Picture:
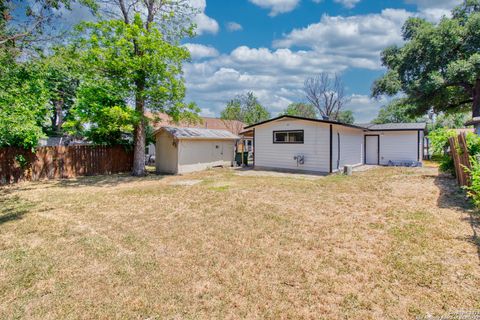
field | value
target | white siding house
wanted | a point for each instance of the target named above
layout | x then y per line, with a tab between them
182	150
295	143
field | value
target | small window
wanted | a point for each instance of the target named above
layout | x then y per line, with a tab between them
293	136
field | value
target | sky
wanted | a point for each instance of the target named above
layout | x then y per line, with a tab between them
270	47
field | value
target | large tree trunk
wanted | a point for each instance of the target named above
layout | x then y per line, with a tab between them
139	135
476	105
59	115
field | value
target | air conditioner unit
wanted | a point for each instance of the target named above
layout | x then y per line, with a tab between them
300	158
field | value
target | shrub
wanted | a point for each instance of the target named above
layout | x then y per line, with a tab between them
440	146
473	191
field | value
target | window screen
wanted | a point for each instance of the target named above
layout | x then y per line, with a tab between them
293	136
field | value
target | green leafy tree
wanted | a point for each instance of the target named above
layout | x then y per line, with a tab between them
245	108
301	109
346	117
397	111
24	91
23	103
62	77
449	121
137	55
439	65
101	114
25	23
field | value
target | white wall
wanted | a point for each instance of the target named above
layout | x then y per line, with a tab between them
166	154
195	155
399	146
316	146
351	147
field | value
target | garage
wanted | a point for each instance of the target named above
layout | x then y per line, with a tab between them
182	150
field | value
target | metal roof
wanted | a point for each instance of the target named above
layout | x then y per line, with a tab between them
394	126
197	133
306	119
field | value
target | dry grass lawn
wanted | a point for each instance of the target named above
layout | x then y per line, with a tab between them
389	243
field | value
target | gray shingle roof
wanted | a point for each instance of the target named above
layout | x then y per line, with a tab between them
394	126
197	133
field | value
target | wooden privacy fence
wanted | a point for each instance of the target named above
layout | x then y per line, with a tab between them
461	158
62	162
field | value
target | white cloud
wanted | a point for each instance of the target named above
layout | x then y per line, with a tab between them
276	76
234	26
276	6
434	10
199	51
348	3
360	38
438	4
204	23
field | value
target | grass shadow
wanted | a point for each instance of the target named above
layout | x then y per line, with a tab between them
104	180
13	208
452	196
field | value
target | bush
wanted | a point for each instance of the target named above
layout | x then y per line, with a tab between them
440	146
473	191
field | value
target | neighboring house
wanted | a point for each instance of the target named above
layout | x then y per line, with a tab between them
163	120
185	150
289	142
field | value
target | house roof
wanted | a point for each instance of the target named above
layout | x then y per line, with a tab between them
199	133
394	126
306	119
164	120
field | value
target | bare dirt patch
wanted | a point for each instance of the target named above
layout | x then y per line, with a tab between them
388	243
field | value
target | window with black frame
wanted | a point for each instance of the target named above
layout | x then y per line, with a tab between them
288	136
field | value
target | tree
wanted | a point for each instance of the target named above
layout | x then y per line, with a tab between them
449	121
326	93
141	53
23	103
62	78
439	65
101	114
245	108
346	117
301	109
397	111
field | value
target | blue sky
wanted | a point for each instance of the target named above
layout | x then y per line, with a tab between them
270	47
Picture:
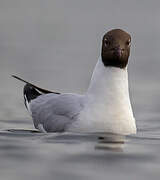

━━━━━━━━━━

Exercise requirements
Leave the pictures out and reproduce every record above exactly.

Response
Picture:
field | value
target | white siding house
wanted | a point for each instance of the target named above
layout | x then y per line, with a tab between them
182	150
295	143
field | value
target | small window
wanted | a point for each instance of the target named above
layout | x then y per line, with a tab between them
293	136
field | value
target | sky
wanted | a point for each instance of the target named above
layout | x then y per line, with a tab between them
270	47
field | value
target | large tree trunk
wanted | a point for each instance of the target named above
layout | x then y per line, with a tab between them
139	135
476	105
59	115
field | value
target | air conditioner unit
wanted | a point for each instance of the target named above
layout | x then y per line, with a tab between them
300	158
field | value
target | shrub
wanted | a point for each instance of the target named above
layout | x then y per line, with a tab between them
440	146
473	191
field | value
target | window screen
wanted | a point for each instance of the target named above
layout | x then y per line, with a tab between them
293	136
field | value
target | green leafy tree
wanted | a point for each instance of the target named above
layout | x then y per line, with a tab between them
245	108
301	109
346	117
397	111
24	91
23	103
62	77
449	121
137	55
439	65
101	114
25	23
field | value
target | white wall
wanted | a point for each instance of the target named above
layout | x then y per line, with a tab between them
166	154
195	155
399	146
316	146
351	147
field | value
target | garage
wanted | a point for each instance of the target named above
layout | x then y per line, with a tab between them
182	150
field | value
target | metal roof
wanted | a point for each instance of the target named above
layout | x then y per line, with a tab between them
394	126
197	133
306	119
field | value
target | dry grass lawn
wanted | a point for each instance of the target named above
layout | x then y per line, with a tab between them
389	243
field | value
target | gray shingle roof
wanted | a point for each instance of the target named above
layout | x then y per line, with a tab between them
394	126
197	133
field | value
target | wooden privacy fence
wanted | a point for each instance of the target named above
layout | x then y per line, with a tab between them
461	158
62	162
field | value
target | white cloud
wanted | a point for each instance of the target named above
layout | x then y per line, with a tab between them
276	76
234	26
276	6
434	10
199	51
348	3
360	38
438	4
204	23
field | value
target | grass shadow
wanted | a point for each instance of the target named above
layout | x then y per line, with a tab between them
104	180
13	208
452	196
field | value
target | bush
wanted | a point for each instance of the target named above
layout | x then y per line, with a tab between them
440	146
473	191
field | value
target | neighboring house
wanted | a point for each instance of the target named above
layout | x then y per line, with a tab between them
163	120
185	150
289	142
field | value
target | house roof
wanted | a point for each instance of the target named above
layout | x then y per line, with a tab between them
199	133
394	126
306	119
164	120
field | value
target | bare dirt patch
wanted | a point for each instance of the target named above
layout | x then y per line, with a tab between them
388	243
field | value
target | window with black frame
wanted | a point for each instance of the target named above
layout | x then y per line, with a tab between them
288	136
field | value
target | tree
wanted | a point for each instance of the target named above
layout | x then y per line, with a tab between them
449	121
326	93
141	53
23	103
62	78
439	65
101	114
245	108
346	117
301	109
397	111
field | value
target | blue sky
wanted | a point for each instance of the target named above
layout | x then y per line, with a tab between them
270	47
Picture:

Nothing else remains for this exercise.